Written problem:
Retype the rows below without changing anything, from the start of the rows up to and including the line that contains "[[[347,258],[352,468],[549,468],[549,299],[457,239]]]".

— begin Material for the task —

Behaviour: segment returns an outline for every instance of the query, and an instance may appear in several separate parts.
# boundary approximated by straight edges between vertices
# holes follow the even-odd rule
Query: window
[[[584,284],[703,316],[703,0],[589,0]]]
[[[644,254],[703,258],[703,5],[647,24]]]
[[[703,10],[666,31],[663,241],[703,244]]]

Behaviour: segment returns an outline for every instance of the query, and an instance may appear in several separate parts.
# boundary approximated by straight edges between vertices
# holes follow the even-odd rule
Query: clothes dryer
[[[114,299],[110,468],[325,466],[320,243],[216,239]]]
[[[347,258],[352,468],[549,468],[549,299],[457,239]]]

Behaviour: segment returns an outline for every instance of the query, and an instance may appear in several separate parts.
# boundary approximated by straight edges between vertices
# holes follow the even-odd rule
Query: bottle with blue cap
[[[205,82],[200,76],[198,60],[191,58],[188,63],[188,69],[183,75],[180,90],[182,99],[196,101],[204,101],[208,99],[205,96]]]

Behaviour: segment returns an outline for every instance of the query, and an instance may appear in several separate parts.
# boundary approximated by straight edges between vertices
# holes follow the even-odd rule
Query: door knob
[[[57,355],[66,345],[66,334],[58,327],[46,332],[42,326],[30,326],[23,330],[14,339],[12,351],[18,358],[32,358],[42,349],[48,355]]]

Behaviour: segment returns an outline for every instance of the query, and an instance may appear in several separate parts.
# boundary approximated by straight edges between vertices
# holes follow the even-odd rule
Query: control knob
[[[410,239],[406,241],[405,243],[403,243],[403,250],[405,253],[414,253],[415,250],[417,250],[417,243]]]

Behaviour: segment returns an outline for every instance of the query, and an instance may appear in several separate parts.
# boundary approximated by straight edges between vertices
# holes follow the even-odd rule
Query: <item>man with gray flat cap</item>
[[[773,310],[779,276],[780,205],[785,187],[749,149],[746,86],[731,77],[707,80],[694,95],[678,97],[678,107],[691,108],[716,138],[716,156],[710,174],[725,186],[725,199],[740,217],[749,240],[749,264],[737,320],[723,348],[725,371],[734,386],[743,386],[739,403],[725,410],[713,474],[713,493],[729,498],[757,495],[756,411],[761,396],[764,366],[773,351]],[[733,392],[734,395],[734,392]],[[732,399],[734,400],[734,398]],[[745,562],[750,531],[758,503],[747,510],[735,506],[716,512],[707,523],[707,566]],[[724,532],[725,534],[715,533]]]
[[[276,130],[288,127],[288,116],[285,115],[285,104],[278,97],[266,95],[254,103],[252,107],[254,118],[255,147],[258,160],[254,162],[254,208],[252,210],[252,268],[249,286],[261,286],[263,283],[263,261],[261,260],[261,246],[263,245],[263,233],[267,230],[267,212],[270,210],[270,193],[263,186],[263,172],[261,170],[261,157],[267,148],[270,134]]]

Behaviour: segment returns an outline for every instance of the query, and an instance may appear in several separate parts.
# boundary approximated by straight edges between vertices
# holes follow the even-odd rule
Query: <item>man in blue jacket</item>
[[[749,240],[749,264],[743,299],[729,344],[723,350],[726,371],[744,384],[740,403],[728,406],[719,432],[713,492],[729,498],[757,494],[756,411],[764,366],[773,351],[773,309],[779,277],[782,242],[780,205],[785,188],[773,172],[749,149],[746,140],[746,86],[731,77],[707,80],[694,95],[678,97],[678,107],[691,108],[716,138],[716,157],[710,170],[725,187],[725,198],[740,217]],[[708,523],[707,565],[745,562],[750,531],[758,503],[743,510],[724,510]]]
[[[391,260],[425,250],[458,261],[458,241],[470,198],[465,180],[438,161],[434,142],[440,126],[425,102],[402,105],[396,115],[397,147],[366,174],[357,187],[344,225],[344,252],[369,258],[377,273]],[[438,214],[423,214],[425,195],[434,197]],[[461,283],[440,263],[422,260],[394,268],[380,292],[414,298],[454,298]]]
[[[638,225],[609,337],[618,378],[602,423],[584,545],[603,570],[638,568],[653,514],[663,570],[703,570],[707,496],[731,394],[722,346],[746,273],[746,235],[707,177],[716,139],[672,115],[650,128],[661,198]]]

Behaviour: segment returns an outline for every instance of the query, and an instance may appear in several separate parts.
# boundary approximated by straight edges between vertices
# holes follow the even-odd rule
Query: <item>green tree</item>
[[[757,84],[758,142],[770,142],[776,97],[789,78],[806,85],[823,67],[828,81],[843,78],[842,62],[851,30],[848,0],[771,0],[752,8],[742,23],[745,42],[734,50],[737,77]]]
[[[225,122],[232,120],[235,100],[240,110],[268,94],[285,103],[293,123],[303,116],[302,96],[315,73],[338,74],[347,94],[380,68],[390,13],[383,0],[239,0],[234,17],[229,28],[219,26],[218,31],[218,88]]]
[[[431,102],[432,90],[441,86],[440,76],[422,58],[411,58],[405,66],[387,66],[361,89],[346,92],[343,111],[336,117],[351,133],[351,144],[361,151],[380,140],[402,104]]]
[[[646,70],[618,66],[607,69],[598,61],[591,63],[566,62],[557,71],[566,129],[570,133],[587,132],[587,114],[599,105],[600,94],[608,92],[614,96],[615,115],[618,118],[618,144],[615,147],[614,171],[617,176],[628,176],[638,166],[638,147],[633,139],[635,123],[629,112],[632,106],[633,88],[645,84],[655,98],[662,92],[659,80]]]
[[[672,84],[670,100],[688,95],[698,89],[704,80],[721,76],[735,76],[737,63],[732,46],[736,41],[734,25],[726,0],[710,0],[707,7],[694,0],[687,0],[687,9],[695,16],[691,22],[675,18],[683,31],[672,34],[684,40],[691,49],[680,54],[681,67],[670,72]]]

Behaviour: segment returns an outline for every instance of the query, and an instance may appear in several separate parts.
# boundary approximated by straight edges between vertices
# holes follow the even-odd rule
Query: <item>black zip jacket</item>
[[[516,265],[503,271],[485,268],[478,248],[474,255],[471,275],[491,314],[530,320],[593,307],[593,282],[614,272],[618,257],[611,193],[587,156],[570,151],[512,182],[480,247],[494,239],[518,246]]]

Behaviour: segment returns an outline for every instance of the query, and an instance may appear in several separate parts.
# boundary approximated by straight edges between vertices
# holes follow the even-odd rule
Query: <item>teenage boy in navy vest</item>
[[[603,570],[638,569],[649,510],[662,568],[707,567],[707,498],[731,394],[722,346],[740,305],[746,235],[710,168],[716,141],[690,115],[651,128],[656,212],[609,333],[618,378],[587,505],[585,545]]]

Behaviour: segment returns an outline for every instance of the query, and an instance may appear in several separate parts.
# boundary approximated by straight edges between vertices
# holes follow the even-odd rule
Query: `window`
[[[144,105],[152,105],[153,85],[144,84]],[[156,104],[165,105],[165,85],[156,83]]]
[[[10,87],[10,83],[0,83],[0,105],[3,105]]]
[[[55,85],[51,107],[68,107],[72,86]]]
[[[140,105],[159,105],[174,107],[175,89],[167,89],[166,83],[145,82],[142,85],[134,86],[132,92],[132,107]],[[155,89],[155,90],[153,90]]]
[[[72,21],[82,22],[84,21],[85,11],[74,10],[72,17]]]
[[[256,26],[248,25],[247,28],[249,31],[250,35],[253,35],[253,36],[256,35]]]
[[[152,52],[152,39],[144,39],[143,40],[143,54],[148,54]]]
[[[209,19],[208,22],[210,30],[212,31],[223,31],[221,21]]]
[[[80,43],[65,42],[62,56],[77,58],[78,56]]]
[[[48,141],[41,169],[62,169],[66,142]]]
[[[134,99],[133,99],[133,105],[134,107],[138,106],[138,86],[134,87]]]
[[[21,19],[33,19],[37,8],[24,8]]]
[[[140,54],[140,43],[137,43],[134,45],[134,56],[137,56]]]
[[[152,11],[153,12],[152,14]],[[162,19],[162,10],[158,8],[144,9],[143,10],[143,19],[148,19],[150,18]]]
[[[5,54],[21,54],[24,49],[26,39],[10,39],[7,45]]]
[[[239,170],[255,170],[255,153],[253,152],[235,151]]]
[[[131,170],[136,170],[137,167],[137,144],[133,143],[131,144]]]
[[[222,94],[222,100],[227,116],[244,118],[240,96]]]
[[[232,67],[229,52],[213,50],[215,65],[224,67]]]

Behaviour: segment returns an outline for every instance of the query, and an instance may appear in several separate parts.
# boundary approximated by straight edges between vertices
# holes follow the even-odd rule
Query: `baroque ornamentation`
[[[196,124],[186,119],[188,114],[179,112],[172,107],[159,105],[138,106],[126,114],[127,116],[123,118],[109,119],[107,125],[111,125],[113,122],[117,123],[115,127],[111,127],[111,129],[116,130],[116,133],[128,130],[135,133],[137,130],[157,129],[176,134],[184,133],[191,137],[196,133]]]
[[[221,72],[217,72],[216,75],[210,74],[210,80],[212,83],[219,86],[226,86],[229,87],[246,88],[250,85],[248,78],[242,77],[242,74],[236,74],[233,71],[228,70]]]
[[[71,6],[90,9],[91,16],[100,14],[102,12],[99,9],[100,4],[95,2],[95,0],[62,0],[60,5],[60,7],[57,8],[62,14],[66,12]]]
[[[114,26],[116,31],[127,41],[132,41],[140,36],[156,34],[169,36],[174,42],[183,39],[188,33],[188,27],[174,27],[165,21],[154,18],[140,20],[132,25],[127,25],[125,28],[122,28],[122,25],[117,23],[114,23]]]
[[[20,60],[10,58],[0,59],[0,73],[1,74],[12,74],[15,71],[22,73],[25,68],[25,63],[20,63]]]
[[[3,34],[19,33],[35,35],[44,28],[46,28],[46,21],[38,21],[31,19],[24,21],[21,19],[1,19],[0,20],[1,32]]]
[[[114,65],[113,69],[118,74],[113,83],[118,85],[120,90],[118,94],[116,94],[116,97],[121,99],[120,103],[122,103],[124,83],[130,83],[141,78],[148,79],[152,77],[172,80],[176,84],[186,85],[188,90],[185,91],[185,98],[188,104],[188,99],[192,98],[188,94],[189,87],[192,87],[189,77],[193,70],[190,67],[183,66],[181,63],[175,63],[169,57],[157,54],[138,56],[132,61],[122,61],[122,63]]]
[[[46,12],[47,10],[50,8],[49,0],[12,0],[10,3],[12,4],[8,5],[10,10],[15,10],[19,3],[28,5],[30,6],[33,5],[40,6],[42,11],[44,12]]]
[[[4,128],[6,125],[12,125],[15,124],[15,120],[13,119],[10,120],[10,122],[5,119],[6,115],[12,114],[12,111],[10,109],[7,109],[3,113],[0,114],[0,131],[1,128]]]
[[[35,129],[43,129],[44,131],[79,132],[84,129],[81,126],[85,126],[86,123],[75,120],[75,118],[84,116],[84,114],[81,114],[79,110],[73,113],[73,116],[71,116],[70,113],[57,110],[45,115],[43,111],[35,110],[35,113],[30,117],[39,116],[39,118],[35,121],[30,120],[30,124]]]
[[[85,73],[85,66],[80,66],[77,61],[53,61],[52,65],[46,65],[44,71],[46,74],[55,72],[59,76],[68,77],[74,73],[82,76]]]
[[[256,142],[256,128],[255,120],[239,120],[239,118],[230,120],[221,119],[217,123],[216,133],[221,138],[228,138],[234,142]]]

— end Material for the task —

Written response:
Behaviour: segment returns an outline for every instance of the query, and an instance may appear in several separate parts.
# boundary approximated by straight edges between vertices
# holes follow the even-odd rule
Query: window
[[[584,284],[703,316],[703,0],[589,0]]]
[[[644,254],[703,258],[703,5],[647,24]]]
[[[703,10],[666,31],[663,241],[703,244]]]

Behaviour: segment returns an outline for every instance of the query, and an instance may appear in several separate parts.
# boundary approximated by straight edges between vertices
# holes follow the even-odd rule
Query: clothes dryer
[[[114,299],[110,468],[325,466],[320,243],[216,239]]]
[[[347,258],[352,468],[549,468],[549,299],[457,239]]]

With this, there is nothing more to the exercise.